- **TO DO**
(A) According to the mailing-list message about Apache, why does running a web server through inetd slow it down?
(B) Continue the mailing-list message about Apache and inetd from where it stops.

Subject: Re: Apache Question
To: The Great Mr. Kurtz [David A. Gatwood] <davagatw@Mars.utm.edU>
From: Colin Wood <ender@is.rice.edu>
List: port-mac68k
Date: 04/05/1997 15:09:46
> > >eeeewwwwww. Don't run a web server w/ inetd. It's _much_ less efficient.
> > >Apache (and NCSA beginning with 1.4 or 1.5) both prefork several copies of
> > >themselves running at once to handle hits at maximum efficiency. The use
> > >of inetd to control it bogs things way down (inetd has to fork for every
> > >web request, http server starts, serves, quits... very ugly).
> > >
> >
> > heh :)
> > inetd is for us lazy folks who don't type httpd upon root shell and get two
> > hits/month, and probably from ourselves :)
>
> :-)
Believe it or not, it still slows down the responsiveness of the server,
even if you are the only one using it ;-)
> > come to think of it, you are right, and i (being fairly new to unix)

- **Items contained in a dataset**
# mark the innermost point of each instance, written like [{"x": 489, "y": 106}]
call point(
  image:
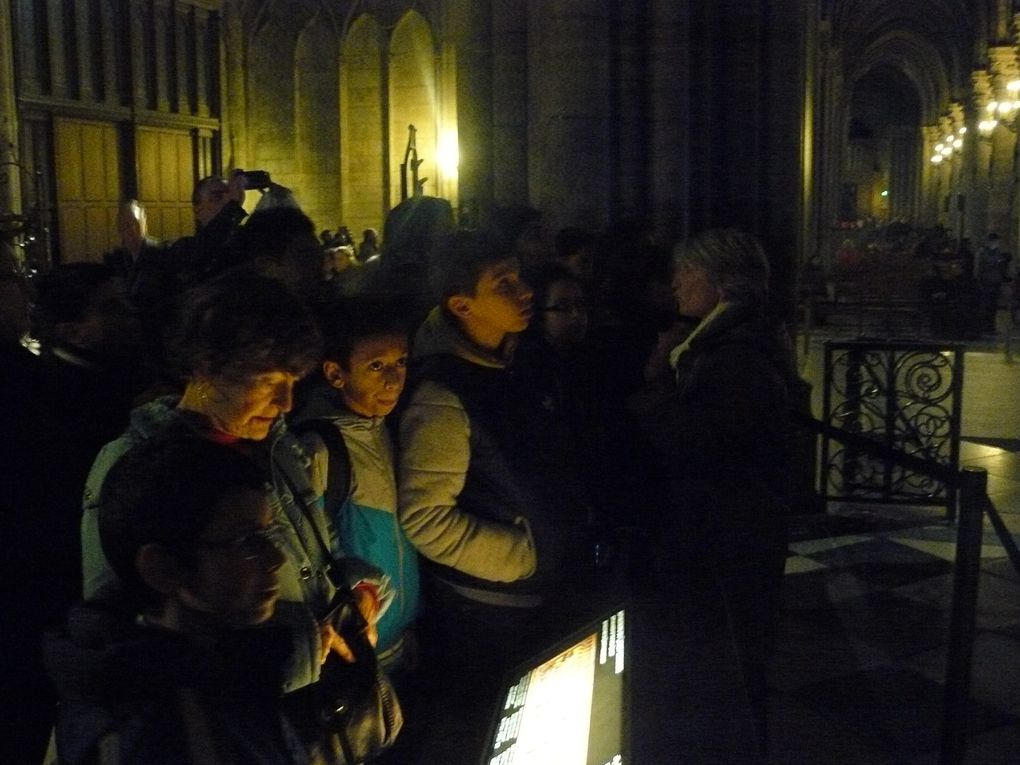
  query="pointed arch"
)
[{"x": 413, "y": 99}]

- **RESULTS BY TASK**
(A) Inetd has to fork for every web request, so the HTTP server starts, serves, and quits each time.

(B)
> > thought the multiple httpd process idea would work, anyway, and i wasn't
> > really thinking in terms of efficiency. so what should be done to get it
> > run automatically as root in a nice way? use crontab, or you know of other
> > ways?
>
> best way is to put it... (switching from MkLinux to NetBSD mode) either
> (tentatively) at the end of netstart, perhaps... or preferrably in
> rc.local (both in /etc).
ewwww...don't put it in /etc/netstart. That file is _only_ for
configuring network interfaces, not network daemons. Add a little
something like the following to /etc/rc.local:
# Set up httpd
if [ -f /usr/local/httpd/bin/httpd ] ; then
echo -n ' httpd'
/usr/local/httpd/bin/httpd -d /usr/local/httpd
fi
Of course, make sure the path reflects the actual state of things on your
system.
I hope this helps.
Later.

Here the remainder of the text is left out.